AUFGABE 1
Nenne alle Parteien, die im Lesetext namentlich erwähnt werden.
AUFGABE 2
Fasse den Absatz des Lesetexts, der mit „Die – da staunt man“ beginnt, kürzer zusammen und behalte dabei die wesentlichen Fakten bei.
AUFGABE 3
Entnimm dem Lesetext wörtlich den Abschnitt, der bei „Nur dass dieses“ anfängt und bei „überzogene Sparprogramme auflegen.“ aufhört.

Was wäre, wenn … wenn mehr deutsche Politiker in Mathematik besser aufgepasst hätten und mit Prozentrechnung, Multiplikation und Plus und Minus umgehen könnten? Mal von den Wählern ganz zu schweigen, die ja ganz offensichtlich jedem Heißluftballon hinterherlaufen, aber die Folgen falscher Politik für sich selbst nicht abschätzen können? Das sind so Fragen, die mitschwingen, wenn man Esther Gonstallas neues Buch mit lauter erhellenden Grafiken durchblättert.

Die – da staunt man natürlich ein bisschen – mit lauter Tagesmeldungen hochaktuell sind. Etwa mit der Grafik „Wenn man die reichsten 0,1 % der Bevölkerung höher besteuert …“ Die SPD zieht ja nun mit dem Vorschlag in den Bundestagswahlkampf, die reichsten1 Prozent höher zu besteuern. Und Leute wie Christian Lindner (FDP) und Friedrich Merz (CDU) schäumen gleich mal vor Wut. Wie kann man sich denn an den Superreichen im Land vergreifen?

Nur dass dieses reichste Prozent längst so viel Geld verdient und besitzt, dass man allein mit 1 Prozent Vermögenssteuer (gegen die die Parteien der Reichen natürlich schon von Natur aus sind) locker die Energiewende bezahlen kann – und den Staatshaushalt auch noch ausgleichen könnte. Kein Bundesfinanzminister müsste überzogene Sparprogramme auflegen.

BEREITGESTELLTE ZEILEN

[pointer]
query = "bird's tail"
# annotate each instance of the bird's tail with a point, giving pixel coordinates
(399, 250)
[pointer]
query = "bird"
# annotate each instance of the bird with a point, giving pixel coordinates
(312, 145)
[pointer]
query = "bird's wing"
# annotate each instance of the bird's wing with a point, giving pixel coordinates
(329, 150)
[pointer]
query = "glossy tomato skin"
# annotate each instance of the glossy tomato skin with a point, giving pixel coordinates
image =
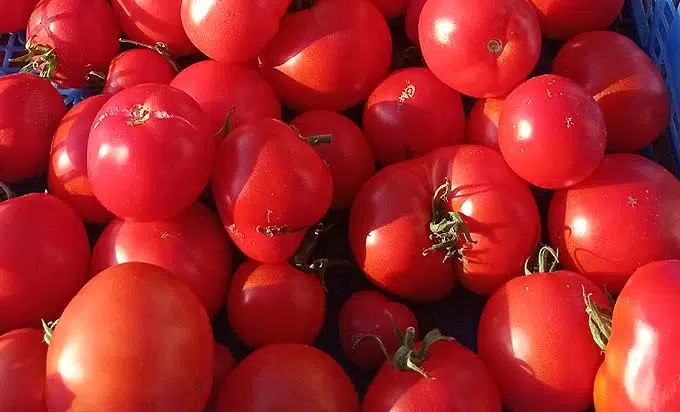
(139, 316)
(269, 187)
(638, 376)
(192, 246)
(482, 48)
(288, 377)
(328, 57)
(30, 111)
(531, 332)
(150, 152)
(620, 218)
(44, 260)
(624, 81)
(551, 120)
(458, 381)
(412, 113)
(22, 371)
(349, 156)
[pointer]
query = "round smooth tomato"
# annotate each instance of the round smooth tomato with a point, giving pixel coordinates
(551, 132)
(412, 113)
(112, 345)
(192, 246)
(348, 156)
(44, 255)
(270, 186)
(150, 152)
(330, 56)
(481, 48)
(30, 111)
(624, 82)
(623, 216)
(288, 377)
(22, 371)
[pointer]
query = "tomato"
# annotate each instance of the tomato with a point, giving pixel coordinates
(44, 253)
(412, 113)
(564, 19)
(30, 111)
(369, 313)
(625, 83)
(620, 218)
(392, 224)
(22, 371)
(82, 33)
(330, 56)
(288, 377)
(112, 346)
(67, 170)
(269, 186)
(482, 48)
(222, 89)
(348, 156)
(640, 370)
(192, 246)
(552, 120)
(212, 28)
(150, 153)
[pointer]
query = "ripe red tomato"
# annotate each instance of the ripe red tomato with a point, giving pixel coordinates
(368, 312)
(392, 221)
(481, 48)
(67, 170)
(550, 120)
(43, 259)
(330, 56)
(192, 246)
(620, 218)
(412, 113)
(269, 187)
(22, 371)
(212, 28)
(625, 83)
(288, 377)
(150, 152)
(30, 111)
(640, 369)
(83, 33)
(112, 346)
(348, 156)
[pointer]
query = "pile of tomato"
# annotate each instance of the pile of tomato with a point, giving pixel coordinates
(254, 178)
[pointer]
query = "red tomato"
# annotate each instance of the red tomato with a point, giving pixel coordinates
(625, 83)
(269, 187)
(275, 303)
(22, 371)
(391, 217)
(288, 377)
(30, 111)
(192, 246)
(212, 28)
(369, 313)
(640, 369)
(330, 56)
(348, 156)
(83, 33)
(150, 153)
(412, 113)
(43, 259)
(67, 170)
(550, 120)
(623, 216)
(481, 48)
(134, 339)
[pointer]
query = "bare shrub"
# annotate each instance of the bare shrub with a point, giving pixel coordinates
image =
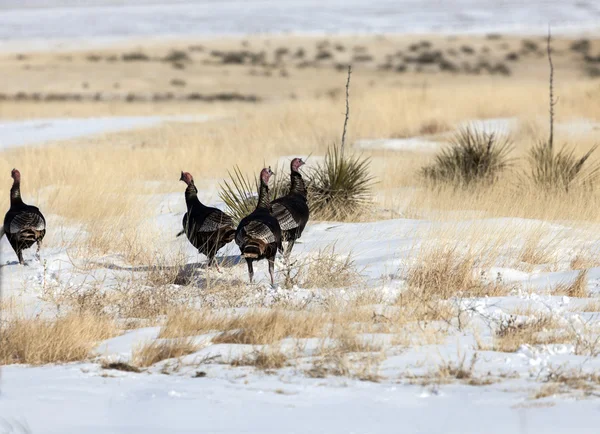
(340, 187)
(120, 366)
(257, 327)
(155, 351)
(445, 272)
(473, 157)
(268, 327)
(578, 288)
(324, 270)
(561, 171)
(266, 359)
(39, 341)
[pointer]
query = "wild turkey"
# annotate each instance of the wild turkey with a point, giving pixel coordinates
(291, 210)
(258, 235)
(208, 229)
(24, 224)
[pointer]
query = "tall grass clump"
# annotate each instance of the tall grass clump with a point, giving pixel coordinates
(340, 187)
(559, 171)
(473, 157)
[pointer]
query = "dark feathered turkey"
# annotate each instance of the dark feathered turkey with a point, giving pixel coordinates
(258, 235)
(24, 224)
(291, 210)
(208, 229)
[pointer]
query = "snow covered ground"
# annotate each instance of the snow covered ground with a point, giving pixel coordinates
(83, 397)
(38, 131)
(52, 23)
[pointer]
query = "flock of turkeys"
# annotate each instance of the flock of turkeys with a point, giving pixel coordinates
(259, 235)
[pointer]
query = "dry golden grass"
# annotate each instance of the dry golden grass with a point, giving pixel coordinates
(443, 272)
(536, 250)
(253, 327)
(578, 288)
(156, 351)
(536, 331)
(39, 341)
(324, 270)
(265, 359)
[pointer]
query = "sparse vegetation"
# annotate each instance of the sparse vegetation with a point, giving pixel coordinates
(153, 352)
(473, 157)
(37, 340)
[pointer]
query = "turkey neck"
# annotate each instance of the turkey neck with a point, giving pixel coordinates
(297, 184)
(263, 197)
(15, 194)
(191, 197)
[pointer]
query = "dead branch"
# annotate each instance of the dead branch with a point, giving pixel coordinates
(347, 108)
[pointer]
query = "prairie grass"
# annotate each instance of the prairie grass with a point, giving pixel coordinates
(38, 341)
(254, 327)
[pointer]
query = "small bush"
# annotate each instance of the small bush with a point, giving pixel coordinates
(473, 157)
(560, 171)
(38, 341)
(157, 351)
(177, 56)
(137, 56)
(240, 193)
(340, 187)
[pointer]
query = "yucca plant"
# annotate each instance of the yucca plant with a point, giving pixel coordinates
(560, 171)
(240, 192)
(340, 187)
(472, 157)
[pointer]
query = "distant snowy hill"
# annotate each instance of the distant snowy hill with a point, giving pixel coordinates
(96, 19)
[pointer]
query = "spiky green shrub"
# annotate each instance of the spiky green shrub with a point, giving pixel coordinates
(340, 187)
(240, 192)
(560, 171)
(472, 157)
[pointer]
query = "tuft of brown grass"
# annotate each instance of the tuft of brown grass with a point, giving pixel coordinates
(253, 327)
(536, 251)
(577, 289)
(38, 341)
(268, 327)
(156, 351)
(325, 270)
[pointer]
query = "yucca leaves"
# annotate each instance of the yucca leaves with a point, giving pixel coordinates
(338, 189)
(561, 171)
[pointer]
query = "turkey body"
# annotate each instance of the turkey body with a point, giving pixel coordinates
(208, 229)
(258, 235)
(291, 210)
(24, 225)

VOLLSTÄNDIGE ANTWORT 1
SPD, FDP, CDU

VOLLSTÄNDIGE ANTWORT 2
Die Grafiken sind durch aktuelle Meldungen hochaktuell, etwa die Grafik „Wenn man die reichsten 0,1 % der Bevölkerung höher besteuert …“. Die SPD geht mit dem Vorschlag in den Bundestagswahlkampf, das reichste Prozent höher zu besteuern. Christian Lindner (FDP) und Friedrich Merz (CDU) reagieren darauf wütend.

VOLLSTÄNDIGE ANTWORT 3
Nur dass dieses reichste Prozent längst so viel Geld verdient und besitzt, dass man allein mit 1 Prozent Vermögenssteuer (gegen die die Parteien der Reichen natürlich schon von Natur aus sind) locker die Energiewende bezahlen kann – und den Staatshaushalt auch noch ausgleichen könnte. Kein Bundesfinanzminister müsste überzogene Sparprogramme auflegen.